#### EXTRACTED ENTRIES ####

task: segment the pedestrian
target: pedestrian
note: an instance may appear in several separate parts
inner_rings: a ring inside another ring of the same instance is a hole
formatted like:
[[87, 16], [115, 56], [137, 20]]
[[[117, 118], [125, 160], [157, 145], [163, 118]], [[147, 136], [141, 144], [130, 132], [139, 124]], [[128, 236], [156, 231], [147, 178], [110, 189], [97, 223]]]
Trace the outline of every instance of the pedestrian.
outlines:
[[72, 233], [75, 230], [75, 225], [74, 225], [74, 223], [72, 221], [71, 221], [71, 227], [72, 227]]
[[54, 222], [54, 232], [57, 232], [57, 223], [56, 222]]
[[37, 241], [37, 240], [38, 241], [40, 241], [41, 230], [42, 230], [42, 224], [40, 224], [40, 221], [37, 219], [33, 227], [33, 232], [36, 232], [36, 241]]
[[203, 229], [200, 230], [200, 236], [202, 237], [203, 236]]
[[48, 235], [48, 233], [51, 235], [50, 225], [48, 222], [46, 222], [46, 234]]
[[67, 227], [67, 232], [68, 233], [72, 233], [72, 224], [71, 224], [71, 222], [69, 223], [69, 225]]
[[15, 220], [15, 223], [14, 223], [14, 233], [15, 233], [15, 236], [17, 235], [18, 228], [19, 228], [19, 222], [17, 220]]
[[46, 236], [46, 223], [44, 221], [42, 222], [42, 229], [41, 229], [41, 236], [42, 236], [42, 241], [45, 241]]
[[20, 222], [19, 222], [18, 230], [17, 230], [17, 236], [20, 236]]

####

> **WORK TO DO**: Return every line of the entries above that contains the word "pedestrian".

> **WRITTEN REPLY**:
task: segment the pedestrian
target: pedestrian
Trace the outline of every instance of the pedestrian.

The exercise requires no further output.